Items listed in a dataset
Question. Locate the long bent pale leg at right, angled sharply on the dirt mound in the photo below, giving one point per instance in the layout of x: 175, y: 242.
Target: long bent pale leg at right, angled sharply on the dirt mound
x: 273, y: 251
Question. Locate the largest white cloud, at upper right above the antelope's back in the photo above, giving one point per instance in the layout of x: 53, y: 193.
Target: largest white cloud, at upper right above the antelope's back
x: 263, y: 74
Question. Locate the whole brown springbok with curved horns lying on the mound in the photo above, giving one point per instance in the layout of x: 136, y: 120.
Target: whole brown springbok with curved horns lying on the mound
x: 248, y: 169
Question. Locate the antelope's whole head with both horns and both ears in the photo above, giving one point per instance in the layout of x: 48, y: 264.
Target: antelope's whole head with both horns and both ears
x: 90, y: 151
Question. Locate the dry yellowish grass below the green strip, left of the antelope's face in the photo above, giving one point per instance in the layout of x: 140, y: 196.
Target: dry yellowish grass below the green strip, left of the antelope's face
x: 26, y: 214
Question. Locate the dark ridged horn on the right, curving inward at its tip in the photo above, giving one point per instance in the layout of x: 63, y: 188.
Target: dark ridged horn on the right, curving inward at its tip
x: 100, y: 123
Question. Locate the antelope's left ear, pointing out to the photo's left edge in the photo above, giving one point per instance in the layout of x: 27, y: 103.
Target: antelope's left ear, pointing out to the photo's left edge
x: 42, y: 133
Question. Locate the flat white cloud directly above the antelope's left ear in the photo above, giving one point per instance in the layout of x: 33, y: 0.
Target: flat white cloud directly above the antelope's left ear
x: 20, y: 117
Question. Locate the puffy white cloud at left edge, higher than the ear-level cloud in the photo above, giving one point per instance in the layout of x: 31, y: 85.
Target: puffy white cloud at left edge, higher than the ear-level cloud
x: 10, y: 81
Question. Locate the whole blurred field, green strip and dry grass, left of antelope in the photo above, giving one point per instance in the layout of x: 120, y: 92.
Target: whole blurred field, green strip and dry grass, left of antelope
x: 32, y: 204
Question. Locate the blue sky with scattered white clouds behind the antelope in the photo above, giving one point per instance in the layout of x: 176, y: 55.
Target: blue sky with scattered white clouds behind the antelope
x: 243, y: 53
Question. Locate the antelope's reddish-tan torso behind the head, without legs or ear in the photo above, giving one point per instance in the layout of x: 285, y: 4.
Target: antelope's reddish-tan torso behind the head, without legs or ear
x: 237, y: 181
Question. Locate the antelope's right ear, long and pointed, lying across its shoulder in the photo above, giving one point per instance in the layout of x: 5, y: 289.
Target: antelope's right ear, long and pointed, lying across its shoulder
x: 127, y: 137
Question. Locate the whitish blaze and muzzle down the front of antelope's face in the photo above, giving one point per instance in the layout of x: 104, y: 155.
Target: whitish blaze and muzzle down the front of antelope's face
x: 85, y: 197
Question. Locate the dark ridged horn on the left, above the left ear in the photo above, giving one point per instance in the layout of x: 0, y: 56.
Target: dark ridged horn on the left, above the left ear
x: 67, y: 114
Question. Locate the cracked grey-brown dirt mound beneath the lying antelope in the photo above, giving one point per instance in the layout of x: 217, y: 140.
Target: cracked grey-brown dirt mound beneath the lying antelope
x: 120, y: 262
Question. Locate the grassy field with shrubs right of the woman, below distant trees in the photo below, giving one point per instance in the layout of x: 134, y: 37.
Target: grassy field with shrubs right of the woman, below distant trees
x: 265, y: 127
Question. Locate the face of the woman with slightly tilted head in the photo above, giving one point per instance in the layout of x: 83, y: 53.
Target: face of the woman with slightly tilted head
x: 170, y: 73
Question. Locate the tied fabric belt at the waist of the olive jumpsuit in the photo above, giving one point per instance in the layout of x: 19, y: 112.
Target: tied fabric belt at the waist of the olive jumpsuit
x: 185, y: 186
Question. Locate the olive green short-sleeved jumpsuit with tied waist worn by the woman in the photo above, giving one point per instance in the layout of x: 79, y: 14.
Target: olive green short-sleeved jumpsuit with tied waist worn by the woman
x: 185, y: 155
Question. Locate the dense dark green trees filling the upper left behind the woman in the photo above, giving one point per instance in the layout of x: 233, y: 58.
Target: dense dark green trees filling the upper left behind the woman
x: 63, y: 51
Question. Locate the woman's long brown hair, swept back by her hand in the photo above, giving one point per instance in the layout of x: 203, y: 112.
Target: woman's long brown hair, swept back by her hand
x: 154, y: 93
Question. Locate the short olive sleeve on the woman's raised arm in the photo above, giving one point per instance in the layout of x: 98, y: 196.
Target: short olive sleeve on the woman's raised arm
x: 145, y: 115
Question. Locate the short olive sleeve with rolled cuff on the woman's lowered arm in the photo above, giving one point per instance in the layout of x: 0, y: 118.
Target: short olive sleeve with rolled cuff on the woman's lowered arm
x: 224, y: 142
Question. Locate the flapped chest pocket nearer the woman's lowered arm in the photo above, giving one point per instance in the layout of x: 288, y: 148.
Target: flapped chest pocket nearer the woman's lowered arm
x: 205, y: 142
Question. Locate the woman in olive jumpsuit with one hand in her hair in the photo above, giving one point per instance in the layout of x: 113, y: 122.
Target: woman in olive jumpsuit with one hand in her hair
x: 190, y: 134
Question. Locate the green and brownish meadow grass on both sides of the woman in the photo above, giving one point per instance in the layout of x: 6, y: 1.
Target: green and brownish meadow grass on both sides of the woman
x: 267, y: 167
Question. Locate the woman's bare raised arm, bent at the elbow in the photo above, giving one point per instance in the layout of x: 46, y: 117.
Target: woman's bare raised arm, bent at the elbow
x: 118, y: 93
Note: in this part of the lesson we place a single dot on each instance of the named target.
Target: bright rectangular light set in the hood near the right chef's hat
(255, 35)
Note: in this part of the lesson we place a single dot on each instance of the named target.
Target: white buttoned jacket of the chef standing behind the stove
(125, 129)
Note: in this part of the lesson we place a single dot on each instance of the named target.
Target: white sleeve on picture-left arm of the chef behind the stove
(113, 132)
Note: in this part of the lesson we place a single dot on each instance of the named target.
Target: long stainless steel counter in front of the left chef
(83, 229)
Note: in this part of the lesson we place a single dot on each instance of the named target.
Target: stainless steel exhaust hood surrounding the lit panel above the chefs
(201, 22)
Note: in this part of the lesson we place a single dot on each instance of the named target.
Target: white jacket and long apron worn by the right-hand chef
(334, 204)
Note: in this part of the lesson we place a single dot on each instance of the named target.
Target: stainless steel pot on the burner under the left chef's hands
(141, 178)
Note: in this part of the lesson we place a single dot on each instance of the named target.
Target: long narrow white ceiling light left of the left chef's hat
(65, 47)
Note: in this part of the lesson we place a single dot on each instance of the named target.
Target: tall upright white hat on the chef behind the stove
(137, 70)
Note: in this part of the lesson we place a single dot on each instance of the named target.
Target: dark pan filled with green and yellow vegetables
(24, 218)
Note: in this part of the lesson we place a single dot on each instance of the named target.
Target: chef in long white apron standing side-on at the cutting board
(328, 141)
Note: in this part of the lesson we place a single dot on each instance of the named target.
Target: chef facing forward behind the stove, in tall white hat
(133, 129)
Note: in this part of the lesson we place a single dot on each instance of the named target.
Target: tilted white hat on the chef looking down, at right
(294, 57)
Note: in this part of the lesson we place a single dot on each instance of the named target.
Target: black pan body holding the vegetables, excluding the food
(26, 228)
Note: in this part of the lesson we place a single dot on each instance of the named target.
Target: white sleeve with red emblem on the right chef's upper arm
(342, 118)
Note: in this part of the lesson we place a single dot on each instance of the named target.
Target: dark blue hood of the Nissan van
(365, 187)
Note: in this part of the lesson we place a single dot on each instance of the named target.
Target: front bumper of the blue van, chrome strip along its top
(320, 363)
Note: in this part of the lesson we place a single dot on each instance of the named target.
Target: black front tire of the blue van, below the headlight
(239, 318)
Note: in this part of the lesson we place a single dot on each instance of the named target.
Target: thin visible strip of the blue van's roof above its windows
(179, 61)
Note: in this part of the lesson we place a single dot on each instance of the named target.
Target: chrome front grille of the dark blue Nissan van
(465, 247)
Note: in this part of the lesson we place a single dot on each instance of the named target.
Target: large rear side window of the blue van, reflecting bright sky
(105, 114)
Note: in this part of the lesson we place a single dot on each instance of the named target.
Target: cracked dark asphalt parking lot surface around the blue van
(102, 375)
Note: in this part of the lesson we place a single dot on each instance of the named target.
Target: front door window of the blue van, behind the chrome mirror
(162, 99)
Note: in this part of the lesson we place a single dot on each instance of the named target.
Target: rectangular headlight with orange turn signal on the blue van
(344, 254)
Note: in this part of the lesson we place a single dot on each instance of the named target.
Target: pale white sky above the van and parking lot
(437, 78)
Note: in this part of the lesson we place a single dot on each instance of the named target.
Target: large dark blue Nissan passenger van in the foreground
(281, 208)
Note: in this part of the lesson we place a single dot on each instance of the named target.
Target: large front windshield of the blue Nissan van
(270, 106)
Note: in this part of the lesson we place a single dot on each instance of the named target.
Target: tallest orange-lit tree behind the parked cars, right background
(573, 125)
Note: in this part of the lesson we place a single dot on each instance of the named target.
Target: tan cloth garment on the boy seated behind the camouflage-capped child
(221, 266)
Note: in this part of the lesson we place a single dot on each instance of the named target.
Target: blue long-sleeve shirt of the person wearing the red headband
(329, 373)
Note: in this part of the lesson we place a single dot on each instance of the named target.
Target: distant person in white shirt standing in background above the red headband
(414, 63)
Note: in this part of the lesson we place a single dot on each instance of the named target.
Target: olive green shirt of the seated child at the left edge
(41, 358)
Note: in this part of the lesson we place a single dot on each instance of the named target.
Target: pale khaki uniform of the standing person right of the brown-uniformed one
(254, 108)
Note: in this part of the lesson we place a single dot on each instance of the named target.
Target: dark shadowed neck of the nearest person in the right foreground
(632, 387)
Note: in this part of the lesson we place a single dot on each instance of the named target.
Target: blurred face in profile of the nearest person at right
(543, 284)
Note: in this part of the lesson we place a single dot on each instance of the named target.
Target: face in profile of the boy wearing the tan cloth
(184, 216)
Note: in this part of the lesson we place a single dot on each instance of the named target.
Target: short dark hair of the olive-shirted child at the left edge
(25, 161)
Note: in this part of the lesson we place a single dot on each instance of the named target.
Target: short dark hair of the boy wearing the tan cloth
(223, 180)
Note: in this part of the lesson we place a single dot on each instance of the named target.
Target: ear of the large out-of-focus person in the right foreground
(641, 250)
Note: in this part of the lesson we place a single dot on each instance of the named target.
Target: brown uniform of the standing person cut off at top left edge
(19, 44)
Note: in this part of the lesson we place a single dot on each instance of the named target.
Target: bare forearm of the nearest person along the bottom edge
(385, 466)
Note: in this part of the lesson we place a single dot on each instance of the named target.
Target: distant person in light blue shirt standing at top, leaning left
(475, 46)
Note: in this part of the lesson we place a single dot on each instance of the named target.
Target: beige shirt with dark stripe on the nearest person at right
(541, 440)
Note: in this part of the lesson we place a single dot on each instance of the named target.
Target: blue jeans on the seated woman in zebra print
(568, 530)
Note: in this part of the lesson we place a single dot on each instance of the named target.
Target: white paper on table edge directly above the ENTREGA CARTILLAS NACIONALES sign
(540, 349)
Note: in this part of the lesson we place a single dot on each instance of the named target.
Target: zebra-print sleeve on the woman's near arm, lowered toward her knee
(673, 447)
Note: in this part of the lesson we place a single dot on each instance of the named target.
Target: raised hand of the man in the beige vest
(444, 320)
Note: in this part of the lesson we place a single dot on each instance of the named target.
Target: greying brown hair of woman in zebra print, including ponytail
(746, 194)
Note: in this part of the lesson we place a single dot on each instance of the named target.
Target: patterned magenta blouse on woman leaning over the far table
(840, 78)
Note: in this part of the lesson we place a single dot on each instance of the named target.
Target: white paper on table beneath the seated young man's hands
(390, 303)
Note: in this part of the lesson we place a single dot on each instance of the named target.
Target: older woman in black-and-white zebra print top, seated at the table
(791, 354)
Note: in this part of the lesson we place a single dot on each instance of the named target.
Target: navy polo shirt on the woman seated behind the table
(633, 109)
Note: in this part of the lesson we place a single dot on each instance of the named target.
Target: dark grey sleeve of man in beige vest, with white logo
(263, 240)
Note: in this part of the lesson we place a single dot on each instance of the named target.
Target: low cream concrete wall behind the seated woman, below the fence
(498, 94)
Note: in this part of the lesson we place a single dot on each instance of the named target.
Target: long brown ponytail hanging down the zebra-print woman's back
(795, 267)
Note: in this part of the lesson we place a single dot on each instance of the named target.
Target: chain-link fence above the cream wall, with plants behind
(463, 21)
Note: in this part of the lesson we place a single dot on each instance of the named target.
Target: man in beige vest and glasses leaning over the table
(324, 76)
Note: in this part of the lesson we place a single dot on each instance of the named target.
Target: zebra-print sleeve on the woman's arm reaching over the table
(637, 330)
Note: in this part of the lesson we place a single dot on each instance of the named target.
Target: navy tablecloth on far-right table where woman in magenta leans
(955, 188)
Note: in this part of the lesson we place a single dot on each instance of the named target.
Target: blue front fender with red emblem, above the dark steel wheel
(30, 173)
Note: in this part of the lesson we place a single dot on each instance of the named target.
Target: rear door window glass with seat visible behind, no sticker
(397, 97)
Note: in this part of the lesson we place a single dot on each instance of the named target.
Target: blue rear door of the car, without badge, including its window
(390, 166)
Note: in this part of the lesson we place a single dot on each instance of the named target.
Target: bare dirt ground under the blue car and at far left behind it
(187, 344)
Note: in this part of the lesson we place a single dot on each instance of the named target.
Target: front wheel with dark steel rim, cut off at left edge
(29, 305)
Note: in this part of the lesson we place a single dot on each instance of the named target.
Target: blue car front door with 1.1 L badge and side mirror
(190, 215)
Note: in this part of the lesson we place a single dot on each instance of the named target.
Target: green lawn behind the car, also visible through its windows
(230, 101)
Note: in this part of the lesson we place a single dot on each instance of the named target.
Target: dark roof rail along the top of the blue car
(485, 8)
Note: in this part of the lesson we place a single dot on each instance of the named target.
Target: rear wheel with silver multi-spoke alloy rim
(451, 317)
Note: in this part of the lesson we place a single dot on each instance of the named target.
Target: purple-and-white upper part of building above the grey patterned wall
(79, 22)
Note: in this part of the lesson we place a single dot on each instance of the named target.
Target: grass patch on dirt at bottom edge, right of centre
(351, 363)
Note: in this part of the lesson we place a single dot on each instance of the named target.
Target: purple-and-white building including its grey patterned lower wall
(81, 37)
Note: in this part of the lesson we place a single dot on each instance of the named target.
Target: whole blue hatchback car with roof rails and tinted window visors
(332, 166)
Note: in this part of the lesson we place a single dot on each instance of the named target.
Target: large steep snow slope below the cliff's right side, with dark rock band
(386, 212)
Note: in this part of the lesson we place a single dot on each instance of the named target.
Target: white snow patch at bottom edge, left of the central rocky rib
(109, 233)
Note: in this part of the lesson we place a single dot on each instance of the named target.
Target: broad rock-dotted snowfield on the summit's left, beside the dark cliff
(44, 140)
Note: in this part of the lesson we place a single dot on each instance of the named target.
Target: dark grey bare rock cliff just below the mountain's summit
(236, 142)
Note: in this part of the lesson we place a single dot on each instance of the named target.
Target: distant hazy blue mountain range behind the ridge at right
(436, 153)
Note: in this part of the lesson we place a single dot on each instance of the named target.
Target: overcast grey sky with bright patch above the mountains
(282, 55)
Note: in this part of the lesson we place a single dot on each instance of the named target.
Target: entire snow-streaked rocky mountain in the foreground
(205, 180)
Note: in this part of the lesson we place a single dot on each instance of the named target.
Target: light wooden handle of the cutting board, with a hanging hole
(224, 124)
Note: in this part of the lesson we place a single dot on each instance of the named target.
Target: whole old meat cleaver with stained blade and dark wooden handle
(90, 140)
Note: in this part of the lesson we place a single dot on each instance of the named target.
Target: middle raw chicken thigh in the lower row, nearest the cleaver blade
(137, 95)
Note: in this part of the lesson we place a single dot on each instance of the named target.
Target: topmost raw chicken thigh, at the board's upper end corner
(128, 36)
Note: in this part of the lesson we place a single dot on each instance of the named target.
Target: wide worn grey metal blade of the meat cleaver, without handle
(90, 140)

● **WORK ITEM**: Take the entries above and copy them exactly from the first line through the line with "Question. Locate the largest"; leave out every line after it.

● **WRITTEN REPLY**:
Question. Locate the long bent pale leg at right, angled sharply on the dirt mound in the photo below, giving one point per instance in the layout of x: 175, y: 242.
Target: long bent pale leg at right, angled sharply on the dirt mound
x: 273, y: 251
Question. Locate the largest white cloud, at upper right above the antelope's back in the photo above, giving one point per instance in the layout of x: 53, y: 193.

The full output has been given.